● Requirement
If a line in the entries contains the word "windshield", list it.

● Dataset content

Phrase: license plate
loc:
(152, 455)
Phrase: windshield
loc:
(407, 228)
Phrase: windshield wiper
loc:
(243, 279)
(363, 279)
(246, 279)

● Exercise answer
Phrase: windshield
Phrase: windshield wiper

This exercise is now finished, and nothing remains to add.